Passage:
----------------
The most telling moments at this year’s JPM Healthcare Conference were not the loud announcements—they were the structural signals embedded within them.
No blockbuster M&A headlines. No theatrical pipeline unveilings.
And yet, for R&D leaders paying attention, the message was unambiguous: pharma R&D is entering an infrastructure reset.
AI is no longer accelerating R&D—it is redefining it
The collaboration between Eli Lilly and Nvidia, a new AI co-innovation lab with up to $1 billion committed over five years — is significant not primarily because of its dollar figure. Still, because of its structure and strategic design, it co-locates AI engineers and pharmaceutical experts, builds a continuous scientist-in-the-loop drug discovery workflow, and tightly integrates AI model training with laboratory experimentation, creating a new blueprint that could reshape how medicines are discovered and developed.
This is not a software deployment.
It is the industrialization of AI as core R&D infrastructure—on par with automation, wet-lab robotics, or high-throughput screening.
The implication is profound:
Competitive advantage will no longer come from access to AI, but from how deeply AI is embedded into scientific decision-making—from target selection and molecular design to trial simulation and attrition forecasting.
For R&D leaders, this marks a shift from “AI adoption” to AI-native operating models.
Speed is being measured differently
The acquisition of Boston-based Modella AI by AstraZeneca reflects a strategic evolution in how the company defines R&D speed — shifting from external experimentation with AI tools toward fully integrating advanced multimodal AI models and talent into its oncology research operations to accelerate clinical development, biomarker discovery, and data-driven decision-making across its pipeline.
This is not about shaving months off development timelines downstream.
It is about compressing uncertainty upstream.
AI-driven discovery is being used to:
- Improve early confidence in biological hypotheses
- Reduce late-stage failure by improving early signal quality
- Shift R&D economics toward earlier, smarter decisions
In practice, boards are not asking R&D to move faster—they are asking it to know sooner.
The absence of mega-M&A is a sign of scientific discipline, not hesitation
This JPM surprised many by what didn’t happen: no major M&A announcements.
But deals did happen—just differently.
----------------
Exercise data:
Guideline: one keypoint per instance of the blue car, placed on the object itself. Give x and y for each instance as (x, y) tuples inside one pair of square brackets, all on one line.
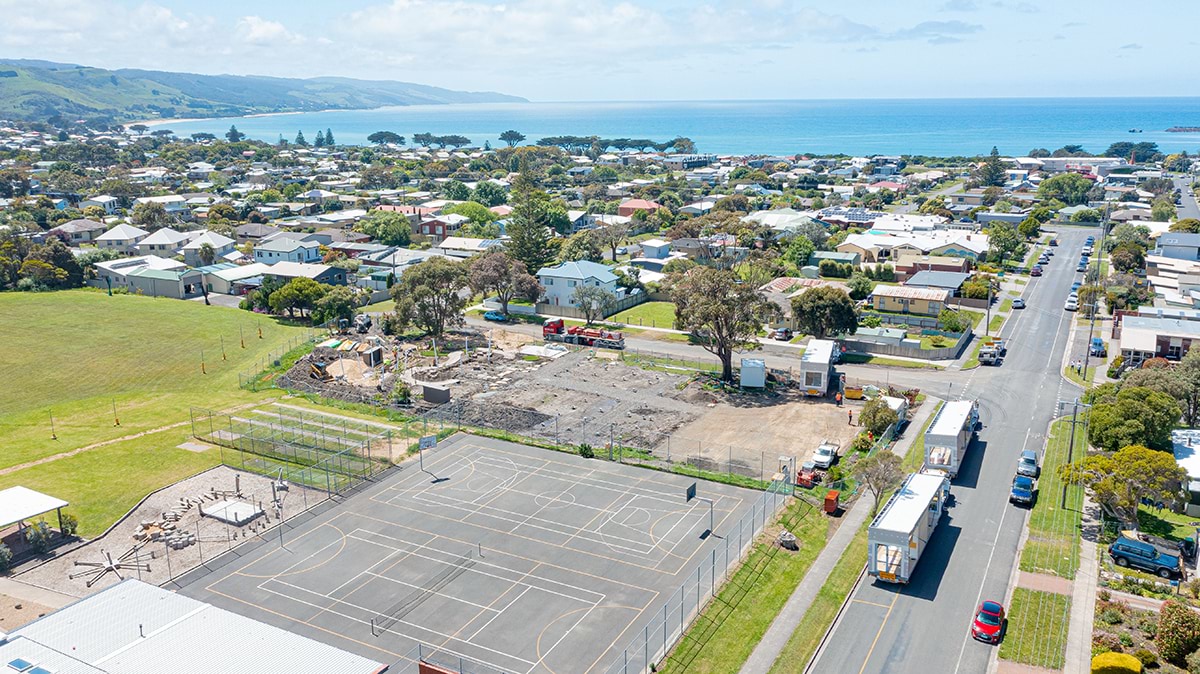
----------------
Required action 1:
Answer these questions from the conference passage, one per line:
(a) How much did Eli Lilly and Nvidia commit to their AI co-innovation lab, and over what period?
(b) Which company did AstraZeneca acquire?
(c) What are boards asking R&D to do instead of moving faster?
Required action 2:
Reproduce the portion of the conference passage starting at "AI-driven discovery is" and ending at "did happen—just differently.".

Exercise output 1:
(a) Up to $1 billion over five years.
(b) Boston-based Modella AI.
(c) To know sooner.

Exercise output 2:
AI-driven discovery is being used to:
- Improve early confidence in biological hypotheses
- Reduce late-stage failure by improving early signal quality
- Shift R&D economics toward earlier, smarter decisions
In practice, boards are not asking R&D to move faster—they are asking it to know sooner.
The absence of mega-M&A is a sign of scientific discipline, not hesitation
This JPM surprised many by what didn’t happen: no major M&A announcements.
But deals did happen—just differently.